> _What you have to do_: Copy the lines below verbatim, beginning with the line that includes "point: headrest -- one" and continuing to the end; leave out everything before it.

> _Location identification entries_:
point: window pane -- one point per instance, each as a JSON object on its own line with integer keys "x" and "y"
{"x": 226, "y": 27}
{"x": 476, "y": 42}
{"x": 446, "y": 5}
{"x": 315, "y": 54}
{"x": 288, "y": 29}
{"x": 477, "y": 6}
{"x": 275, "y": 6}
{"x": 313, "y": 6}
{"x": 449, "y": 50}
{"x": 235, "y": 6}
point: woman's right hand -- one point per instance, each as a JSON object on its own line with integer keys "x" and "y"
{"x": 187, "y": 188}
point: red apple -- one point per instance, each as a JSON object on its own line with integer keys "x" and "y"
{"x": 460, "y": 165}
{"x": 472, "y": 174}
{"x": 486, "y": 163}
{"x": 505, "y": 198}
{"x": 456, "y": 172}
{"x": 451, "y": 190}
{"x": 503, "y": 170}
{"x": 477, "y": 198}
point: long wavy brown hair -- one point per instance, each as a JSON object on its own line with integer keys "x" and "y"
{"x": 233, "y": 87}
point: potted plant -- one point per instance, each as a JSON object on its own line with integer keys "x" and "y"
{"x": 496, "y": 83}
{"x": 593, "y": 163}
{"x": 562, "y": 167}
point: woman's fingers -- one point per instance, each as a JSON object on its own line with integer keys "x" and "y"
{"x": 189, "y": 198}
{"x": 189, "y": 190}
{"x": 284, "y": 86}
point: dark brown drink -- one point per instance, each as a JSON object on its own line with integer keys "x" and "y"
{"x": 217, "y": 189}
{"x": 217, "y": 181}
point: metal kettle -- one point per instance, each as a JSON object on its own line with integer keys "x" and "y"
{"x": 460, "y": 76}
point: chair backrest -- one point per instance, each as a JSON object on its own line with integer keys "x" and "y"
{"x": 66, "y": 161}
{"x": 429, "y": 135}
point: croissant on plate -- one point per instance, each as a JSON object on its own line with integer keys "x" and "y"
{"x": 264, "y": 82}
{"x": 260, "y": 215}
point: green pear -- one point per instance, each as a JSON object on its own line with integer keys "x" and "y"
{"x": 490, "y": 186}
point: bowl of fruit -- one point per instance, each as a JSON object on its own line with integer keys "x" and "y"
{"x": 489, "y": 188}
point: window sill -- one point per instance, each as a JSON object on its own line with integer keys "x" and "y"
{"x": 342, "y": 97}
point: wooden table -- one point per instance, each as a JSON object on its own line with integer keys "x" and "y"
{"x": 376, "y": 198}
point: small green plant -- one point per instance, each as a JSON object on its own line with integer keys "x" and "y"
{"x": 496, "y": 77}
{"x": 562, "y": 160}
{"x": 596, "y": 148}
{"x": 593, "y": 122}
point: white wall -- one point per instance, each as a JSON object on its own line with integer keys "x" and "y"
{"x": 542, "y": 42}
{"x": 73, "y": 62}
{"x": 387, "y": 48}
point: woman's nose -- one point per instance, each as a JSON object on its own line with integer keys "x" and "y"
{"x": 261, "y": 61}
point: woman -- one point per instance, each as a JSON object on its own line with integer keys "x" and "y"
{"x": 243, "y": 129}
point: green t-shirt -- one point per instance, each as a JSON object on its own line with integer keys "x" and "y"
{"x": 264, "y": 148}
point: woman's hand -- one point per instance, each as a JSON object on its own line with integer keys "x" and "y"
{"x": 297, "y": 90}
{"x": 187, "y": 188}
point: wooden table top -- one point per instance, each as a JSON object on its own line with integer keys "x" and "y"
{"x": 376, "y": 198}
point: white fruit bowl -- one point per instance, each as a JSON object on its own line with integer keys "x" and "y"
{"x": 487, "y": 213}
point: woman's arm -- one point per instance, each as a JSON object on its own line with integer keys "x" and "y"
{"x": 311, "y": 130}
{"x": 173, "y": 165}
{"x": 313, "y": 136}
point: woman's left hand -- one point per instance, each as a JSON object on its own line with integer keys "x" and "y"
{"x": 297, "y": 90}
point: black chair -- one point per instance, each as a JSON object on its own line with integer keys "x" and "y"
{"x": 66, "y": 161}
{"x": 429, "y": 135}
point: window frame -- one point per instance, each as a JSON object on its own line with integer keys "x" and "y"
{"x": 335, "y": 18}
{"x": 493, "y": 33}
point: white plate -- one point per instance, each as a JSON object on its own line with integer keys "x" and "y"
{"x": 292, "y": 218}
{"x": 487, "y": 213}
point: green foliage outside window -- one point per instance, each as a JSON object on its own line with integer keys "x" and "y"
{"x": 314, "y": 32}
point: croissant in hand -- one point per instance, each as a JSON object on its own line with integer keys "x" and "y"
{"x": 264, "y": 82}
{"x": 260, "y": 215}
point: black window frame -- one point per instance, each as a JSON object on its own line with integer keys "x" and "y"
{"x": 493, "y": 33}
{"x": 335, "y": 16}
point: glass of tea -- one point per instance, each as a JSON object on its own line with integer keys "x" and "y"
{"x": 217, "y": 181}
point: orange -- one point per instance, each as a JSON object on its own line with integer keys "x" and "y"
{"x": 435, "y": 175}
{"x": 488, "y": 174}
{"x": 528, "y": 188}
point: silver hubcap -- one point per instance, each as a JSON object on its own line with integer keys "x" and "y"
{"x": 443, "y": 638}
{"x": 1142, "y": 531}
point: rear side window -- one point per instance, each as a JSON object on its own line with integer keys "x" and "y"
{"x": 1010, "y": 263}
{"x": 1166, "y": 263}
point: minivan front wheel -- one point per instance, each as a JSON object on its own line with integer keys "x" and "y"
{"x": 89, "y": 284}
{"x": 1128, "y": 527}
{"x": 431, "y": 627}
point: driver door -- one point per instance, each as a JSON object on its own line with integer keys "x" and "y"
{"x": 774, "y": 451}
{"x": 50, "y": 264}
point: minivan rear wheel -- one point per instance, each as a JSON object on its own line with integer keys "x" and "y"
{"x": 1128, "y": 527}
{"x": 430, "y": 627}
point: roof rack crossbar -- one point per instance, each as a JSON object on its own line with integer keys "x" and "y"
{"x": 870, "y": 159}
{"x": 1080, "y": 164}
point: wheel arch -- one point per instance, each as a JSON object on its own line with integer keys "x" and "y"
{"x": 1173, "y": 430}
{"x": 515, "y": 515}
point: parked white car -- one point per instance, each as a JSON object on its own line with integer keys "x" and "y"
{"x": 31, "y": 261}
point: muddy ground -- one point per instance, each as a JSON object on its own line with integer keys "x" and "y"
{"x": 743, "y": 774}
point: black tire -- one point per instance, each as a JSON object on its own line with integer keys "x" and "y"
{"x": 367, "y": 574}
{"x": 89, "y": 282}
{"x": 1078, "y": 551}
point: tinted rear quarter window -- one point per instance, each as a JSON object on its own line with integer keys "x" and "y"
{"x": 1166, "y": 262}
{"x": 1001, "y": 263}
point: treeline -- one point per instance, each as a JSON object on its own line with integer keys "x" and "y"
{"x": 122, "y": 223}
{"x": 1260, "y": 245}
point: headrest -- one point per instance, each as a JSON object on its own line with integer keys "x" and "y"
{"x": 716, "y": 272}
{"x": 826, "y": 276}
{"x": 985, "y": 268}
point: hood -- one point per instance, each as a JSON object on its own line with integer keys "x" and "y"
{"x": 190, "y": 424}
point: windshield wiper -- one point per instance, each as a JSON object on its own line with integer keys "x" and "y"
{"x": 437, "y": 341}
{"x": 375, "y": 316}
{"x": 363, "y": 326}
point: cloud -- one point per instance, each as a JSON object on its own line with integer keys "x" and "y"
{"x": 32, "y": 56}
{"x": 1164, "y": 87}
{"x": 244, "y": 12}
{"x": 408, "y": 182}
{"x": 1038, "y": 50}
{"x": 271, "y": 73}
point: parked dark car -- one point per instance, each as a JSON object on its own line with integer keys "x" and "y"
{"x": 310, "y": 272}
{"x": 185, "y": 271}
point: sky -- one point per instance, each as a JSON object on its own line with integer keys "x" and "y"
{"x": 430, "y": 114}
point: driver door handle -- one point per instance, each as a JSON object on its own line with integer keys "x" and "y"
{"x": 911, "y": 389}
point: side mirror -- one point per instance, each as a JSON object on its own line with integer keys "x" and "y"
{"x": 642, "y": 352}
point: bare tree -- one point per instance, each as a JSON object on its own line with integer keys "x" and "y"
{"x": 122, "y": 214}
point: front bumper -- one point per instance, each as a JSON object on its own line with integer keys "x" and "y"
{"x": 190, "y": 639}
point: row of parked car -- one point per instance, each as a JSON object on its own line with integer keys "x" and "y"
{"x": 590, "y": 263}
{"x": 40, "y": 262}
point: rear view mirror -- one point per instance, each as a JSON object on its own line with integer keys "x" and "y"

> _Solution to the exercise_:
point: headrest -- one point per instance, each as a JSON object on its own line with integer keys "x" and "y"
{"x": 716, "y": 272}
{"x": 826, "y": 276}
{"x": 985, "y": 268}
point: hood -- one point per instance, each as a JSON object on its own line with integer keys "x" and "y"
{"x": 190, "y": 424}
point: windshield wiper -- one point per instance, each as a JSON object on its own line with integer keys "x" and "y"
{"x": 437, "y": 341}
{"x": 375, "y": 316}
{"x": 363, "y": 326}
point: cloud -- one point per instance, each as a JSON object on its own line with integer keys "x" and "y"
{"x": 32, "y": 56}
{"x": 1164, "y": 87}
{"x": 244, "y": 12}
{"x": 408, "y": 182}
{"x": 1038, "y": 50}
{"x": 271, "y": 73}
point: parked dark car -- one point per instance, each as a JSON object on its own line with integer keys "x" and "y"
{"x": 310, "y": 272}
{"x": 185, "y": 271}
point: sky -- one point per instance, each as a JSON object on its own line with integer keys "x" and "y"
{"x": 430, "y": 114}
point: driver door handle -- one point per instance, each as a JSON object on its own line with integer keys "x" and "y"
{"x": 911, "y": 389}
point: side mirror -- one point per instance, each as a JSON object on its own line with integer keys "x" and "y"
{"x": 642, "y": 352}
point: bare tree -- one point per instance, each as a JSON object on its own line with integer keys "x" and "y"
{"x": 122, "y": 214}
point: front bumper -- one point per instance, each as a JSON object on its own line with integer keys "x" and "y"
{"x": 190, "y": 639}
point: row of parked car -- one point per instance, each as a JSON object on its own line with integer keys "x" and "y"
{"x": 590, "y": 263}
{"x": 40, "y": 262}
point: rear view mirror -- one point per instance, each as a JSON object on its own line with integer keys "x" and "y"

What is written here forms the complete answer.